■ **任务**
把数论分块代码里以"ll qpow(ll a,ll b)"开头的那段函数改写成简短的步骤列表，保留主要内容。

■ **文本摘录**
数论分块——2020-camp-day1-C

对一个向下整除的式子快速求和

#include <bits/stdc++.h>
using namespace std;
typedef long long ll;
//typedef __int128 LL;
//typedef unsigned long long ull;
//#define F first
//#define S second
typedef long double ld;
typedef pair<int,int> pii;
typedef pair<ll,ll> pll;
typedef pair<ld,ld> pdd;
const ld PI=acos(-1);
const ld eps=1e-9;
//unordered_map<int,int>mp;
#define ls (o<<1)
#define rs (o<<1|1)
#define pb push_back
//#define a(i,j) a[(i)*(m+2)+(j)]  //m是矩阵的列数
//pop_back()
const int seed=131;
const int M = 1e5+7;
const ll mod=998244353;
/*
int head[M],cnt;
void init(){cnt=0,memset(head,0,sizeof(head));}
struct EDGE{int to,nxt,val;}ee[M*2];
void add(int x,int y,int z){ee[++cnt].nxt=head[x],ee[cnt].to=y,ee[cnt].val=z,head[x]=cnt;}
*//*
ll cal(ll x)//x个点的满边图 
{
 
 return ; 
}*/
ll qpow(ll a,ll b)
{
 ll ans=1;
 while(b)
 {
  if(b&1)ans=ans*a%mod;
  a=a*a%mod;
  b=b/2;
 }
 return ans%mod;
}
int main()
{
 int t;
 cin>>t;
 while(t--)
 {
  ll n,l,r;
  scanf("%lld%lld%lld",&n,&l,&r);
  ll ans=0;
  for(ll i=l,gx;i<=r;i=gx+1)
  {
   gx=(n/i)?min(n/(n/i),r):r;
   ll x=n/gx;
   ll tp=((i*(((((1+x)*x%mod)*(n-x))%mod-((x*(x+1)%mod)*(n-x-1))%mod+mod)%mod)%mod+n*( ((x+1)*(n-x-1)%mod +mod-x*(n-x)%mod)%mod )%mod    +     gx*(  ((((1+x)*x%mod)*(n-x)%mod)+mod-(x*(x+1)%mod)*(n-x-1+2ll*mod)%mod )%mod )%mod+n*( ( (x+1)*(n-x-1+2ll*mod)%mod-x*(n-x)%mod +mod  )%mod )%mod  )*(gx-i+1)%mod)*qpow(2,mod-2)%mod;
   ans=(tp*qpow(2,mod-2)+ans)%mod;
  }
  printf("%lld\n",ans);
 }
 return 0;
}

■ **记录信息**
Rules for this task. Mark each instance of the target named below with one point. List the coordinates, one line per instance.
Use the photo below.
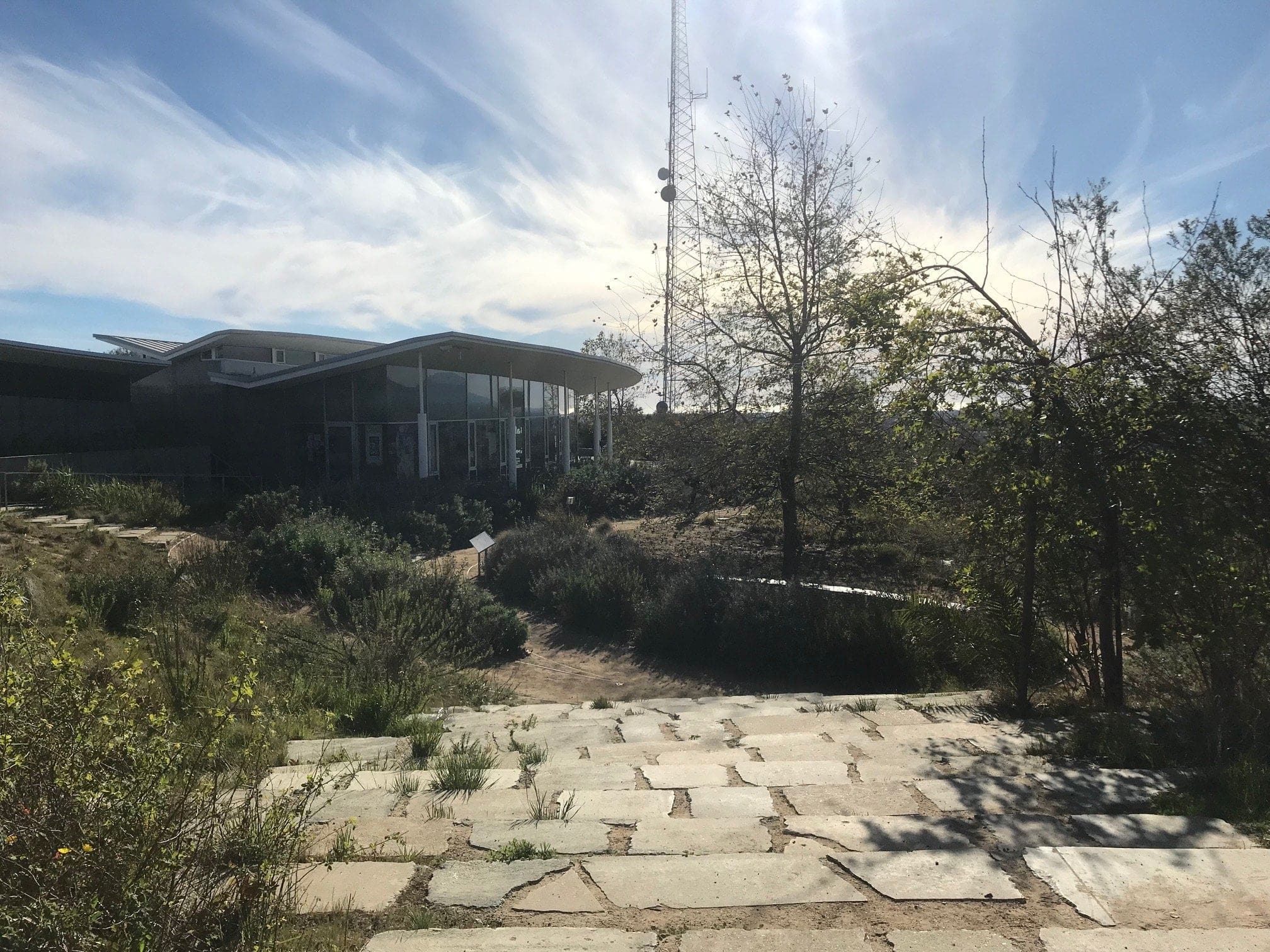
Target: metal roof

■ **任务输出**
- 函数 qpow 接收两个 long long 参数 a 和 b，返回 a 的 b 次方对 mod（998244353）取模的结果。
- 先令 ans 为 1。
- 只要 b 不为 0 就循环：若 b 的最低位为 1，ans 乘以 a 后对 mod 取模；a 自乘后对 mod 取模；b 除以 2。
- 循环结束后返回 ans 对 mod 取模的值。